━━━━━ 原文摘录 ━━━━━

计算机工程与应用 ›› 2019, Vol. 55 ›› Issue (12): 169-173.DOI: 10.3778/j.issn.1002-8331.1805-0482

• 模式识别与人工智能 • 上一篇    下一篇

决策树C4.5算法的改进与分析

安葳鹏,尚家泽   

  1. 河南理工大学 计算机科学与技术学院,河南 焦作 454000
  • 出版日期:2019-06-15 发布日期:2019-06-13

Improvement and Analysis of C4.5 Decision Tree Algorithm

AN Weipeng, SHANG Jiaze   

  1. College of Computer Science and Technology, Henan Polytechnic University, Jiaozuo, Henan 454000, China
  • Online:2019-06-15 Published:2019-06-13

摘要: C4.5算法在选择分裂属性时只考虑了每个条件属性和决策属性之间的关系,而没有考虑到条件属性间的相关性,直接影响构建树的准确率。提出一种基于Kendall和谐系数的C4.5决策树优化算法,用于解决条件属性之间相关性的问题,提高算法属性选择的准确性。在引入系数的基础上运用等价无穷小原理对计算公式进行简化,提高了算法的效率。对改进后的C4.5算法和传统的算法进行仿真实验,结果表明,改进的C4.5算法在准确度和效率上都有较大提高。

━━━━━

__任务指令__:
- a) 根据原文摘录,改进后的算法在引入系数后,运用什么原理简化计算公式?
- b) 请从原文摘录中原样输出一段文字:自含有“摘要: C4.5算法在选择分”的词句起,至“准确度和效率上都有较大提高。”之后止。
所附数据与此处各项任务无关。

━━━━━ 所附数据 ━━━━━

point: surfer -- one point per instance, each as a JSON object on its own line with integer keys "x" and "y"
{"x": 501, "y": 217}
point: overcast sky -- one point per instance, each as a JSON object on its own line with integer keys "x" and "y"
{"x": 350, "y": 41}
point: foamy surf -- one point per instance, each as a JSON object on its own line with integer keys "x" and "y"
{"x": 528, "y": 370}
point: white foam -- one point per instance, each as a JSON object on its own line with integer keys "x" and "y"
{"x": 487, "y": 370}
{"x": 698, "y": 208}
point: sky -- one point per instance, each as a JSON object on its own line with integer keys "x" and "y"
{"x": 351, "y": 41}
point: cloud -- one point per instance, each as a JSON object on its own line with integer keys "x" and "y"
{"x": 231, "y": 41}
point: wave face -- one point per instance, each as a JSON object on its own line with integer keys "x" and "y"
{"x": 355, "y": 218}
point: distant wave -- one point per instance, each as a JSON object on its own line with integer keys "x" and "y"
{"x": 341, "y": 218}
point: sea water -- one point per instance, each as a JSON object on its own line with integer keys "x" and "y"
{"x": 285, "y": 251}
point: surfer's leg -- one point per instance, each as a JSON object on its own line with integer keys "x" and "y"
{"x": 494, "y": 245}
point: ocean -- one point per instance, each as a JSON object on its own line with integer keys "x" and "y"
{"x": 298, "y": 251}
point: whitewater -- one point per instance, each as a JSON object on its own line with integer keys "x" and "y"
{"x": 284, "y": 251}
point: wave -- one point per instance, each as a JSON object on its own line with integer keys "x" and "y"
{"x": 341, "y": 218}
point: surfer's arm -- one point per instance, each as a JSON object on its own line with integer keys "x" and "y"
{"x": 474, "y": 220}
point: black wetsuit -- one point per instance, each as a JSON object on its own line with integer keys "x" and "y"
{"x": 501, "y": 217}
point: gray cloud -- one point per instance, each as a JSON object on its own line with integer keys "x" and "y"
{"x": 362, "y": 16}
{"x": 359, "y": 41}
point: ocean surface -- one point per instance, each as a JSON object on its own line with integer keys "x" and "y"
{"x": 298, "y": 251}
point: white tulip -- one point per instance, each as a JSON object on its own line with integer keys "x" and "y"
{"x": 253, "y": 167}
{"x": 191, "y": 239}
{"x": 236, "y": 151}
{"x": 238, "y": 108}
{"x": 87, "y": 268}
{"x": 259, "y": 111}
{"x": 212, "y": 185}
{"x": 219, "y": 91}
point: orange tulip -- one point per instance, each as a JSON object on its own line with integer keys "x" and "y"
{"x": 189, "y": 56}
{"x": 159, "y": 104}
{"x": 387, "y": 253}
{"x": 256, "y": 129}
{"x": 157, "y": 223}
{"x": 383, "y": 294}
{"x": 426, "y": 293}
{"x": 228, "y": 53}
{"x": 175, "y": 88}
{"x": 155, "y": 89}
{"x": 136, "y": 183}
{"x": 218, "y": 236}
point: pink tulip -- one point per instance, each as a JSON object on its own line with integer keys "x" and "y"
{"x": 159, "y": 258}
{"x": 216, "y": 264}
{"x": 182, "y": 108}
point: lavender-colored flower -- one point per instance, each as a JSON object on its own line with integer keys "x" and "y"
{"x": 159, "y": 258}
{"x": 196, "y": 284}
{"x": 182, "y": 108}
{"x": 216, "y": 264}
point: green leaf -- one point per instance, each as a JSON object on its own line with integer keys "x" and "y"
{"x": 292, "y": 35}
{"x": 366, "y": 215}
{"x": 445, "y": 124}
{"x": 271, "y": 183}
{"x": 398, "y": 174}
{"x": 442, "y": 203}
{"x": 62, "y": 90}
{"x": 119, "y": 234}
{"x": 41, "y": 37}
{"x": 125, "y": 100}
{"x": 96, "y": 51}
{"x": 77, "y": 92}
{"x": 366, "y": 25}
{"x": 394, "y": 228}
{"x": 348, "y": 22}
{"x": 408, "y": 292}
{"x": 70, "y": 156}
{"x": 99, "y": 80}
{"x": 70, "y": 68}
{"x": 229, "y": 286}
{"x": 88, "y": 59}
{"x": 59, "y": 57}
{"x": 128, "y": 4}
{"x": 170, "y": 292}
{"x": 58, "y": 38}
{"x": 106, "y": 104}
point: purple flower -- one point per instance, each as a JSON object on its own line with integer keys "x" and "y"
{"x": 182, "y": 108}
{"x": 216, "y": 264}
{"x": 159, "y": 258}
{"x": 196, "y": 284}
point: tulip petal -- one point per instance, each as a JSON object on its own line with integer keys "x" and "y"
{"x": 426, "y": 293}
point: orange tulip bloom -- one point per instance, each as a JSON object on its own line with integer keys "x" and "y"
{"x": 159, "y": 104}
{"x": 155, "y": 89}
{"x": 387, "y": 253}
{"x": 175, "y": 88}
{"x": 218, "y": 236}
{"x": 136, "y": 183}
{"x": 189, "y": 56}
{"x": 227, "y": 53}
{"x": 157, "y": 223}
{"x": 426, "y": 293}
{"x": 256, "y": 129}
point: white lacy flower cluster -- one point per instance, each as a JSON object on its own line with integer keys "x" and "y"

━━━━━

__各题答案__:
- a) 等价无穷小原理。

- b)
摘要: C4.5算法在选择分裂属性时只考虑了每个条件属性和决策属性之间的关系,而没有考虑到条件属性间的相关性,直接影响构建树的准确率。提出一种基于Kendall和谐系数的C4.5决策树优化算法,用于解决条件属性之间相关性的问题,提高算法属性选择的准确性。在引入系数的基础上运用等价无穷小原理对计算公式进行简化,提高了算法的效率。对改进后的C4.5算法和传统的算法进行仿真实验,结果表明,改进的C4.5算法在准确度和效率上都有较大提高。